> [The exercise]
Copy the entries from their first line up to and including the line with "[223, 110, 256, 133]", leaving the requests unchanged but scaling every bounding-box coordinate in the answers by 1.7 and rounding each to a whole number, with halves rounded up. Give only those lines.

> [Records provided]
(begin)

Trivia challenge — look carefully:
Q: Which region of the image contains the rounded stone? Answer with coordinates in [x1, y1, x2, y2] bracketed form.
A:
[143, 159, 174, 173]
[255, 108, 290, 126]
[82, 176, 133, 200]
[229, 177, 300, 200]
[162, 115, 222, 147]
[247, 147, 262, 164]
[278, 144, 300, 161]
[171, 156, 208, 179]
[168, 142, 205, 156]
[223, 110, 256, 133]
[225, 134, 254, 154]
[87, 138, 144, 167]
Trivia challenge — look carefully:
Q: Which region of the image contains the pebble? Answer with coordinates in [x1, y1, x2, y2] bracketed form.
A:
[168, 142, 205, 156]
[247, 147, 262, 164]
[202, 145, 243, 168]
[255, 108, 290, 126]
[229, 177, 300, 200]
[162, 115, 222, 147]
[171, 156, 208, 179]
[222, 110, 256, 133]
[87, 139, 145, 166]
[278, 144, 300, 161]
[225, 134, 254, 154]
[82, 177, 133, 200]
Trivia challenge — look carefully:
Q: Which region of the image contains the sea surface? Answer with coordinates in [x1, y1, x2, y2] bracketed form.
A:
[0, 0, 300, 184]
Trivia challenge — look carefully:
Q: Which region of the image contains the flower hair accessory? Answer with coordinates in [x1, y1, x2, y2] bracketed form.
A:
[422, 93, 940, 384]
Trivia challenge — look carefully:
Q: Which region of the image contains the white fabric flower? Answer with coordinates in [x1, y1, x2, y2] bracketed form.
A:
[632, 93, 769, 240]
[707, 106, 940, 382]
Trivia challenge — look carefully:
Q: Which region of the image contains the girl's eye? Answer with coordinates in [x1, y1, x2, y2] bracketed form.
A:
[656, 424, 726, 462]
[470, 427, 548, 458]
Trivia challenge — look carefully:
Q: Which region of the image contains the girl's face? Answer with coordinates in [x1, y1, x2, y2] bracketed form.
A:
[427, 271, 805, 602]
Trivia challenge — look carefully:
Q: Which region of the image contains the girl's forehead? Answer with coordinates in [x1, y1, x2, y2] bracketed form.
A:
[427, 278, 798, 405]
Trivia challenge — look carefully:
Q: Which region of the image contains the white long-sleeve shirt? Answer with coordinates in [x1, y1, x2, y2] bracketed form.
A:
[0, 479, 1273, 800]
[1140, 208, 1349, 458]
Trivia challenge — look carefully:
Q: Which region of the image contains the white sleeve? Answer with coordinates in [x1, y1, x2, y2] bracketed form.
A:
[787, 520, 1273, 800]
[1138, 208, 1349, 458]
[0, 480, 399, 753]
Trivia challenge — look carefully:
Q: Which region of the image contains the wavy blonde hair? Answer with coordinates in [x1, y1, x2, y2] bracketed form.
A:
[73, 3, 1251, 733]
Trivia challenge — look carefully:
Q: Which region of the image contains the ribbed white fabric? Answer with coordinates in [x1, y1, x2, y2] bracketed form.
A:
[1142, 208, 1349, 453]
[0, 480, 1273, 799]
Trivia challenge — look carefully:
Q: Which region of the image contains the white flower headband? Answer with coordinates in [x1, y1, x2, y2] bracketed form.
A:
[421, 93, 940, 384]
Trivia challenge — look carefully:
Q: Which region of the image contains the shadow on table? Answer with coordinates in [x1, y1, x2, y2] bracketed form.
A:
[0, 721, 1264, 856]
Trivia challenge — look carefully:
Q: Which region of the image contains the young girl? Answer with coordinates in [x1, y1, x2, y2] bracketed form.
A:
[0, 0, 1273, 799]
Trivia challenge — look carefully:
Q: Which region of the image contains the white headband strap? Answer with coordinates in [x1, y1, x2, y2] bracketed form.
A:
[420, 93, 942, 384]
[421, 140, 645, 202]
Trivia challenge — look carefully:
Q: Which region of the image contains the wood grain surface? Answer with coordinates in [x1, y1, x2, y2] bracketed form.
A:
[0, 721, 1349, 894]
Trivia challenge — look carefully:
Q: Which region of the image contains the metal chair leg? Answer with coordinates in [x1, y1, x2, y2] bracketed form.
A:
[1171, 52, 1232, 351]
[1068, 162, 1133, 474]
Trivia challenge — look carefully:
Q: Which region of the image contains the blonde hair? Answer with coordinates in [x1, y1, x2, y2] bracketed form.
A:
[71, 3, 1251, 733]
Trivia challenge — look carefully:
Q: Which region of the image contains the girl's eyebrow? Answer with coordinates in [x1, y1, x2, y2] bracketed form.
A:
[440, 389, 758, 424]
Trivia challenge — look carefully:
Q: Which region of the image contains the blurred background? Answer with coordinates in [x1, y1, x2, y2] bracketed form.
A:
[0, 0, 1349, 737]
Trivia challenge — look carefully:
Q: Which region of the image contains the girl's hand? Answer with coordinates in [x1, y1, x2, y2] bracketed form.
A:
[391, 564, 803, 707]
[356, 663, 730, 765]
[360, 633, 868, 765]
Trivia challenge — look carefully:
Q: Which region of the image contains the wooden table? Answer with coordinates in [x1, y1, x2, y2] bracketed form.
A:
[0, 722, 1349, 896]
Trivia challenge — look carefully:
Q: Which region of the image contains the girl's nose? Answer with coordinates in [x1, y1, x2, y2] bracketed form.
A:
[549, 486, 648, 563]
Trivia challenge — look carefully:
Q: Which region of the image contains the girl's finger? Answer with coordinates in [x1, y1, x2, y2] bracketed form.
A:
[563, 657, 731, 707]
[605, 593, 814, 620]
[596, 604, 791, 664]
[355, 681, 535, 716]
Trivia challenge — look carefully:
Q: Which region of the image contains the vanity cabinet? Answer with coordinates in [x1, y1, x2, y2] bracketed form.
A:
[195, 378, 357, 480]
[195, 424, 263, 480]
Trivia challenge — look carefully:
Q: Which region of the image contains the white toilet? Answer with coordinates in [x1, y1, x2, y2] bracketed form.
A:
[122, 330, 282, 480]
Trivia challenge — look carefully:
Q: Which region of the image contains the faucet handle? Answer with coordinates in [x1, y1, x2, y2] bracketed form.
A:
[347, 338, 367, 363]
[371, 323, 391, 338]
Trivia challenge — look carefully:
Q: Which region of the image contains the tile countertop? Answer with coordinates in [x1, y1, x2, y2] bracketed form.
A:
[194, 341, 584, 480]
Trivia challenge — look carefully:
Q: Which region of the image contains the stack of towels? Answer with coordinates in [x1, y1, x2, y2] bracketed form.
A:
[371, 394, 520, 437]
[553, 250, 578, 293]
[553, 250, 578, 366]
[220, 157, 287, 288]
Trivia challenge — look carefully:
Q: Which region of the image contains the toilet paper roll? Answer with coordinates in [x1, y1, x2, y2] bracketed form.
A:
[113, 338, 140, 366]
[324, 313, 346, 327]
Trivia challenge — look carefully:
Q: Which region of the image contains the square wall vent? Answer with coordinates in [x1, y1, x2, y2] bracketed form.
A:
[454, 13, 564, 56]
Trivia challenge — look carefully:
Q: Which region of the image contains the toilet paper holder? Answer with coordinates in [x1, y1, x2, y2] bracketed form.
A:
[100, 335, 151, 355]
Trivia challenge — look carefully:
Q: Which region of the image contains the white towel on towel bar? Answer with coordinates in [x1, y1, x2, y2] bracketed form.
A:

(end)

> [Response to the exercise]
Trivia challenge — look carefully:
Q: Which region of the image contains the rounded stone? Answer with coordinates in [x1, y1, x2, y2] bracketed form.
A:
[243, 270, 296, 294]
[434, 184, 493, 214]
[139, 299, 226, 340]
[389, 301, 510, 340]
[275, 196, 377, 250]
[420, 250, 445, 279]
[473, 245, 510, 274]
[291, 265, 354, 304]
[286, 241, 349, 265]
[379, 187, 435, 226]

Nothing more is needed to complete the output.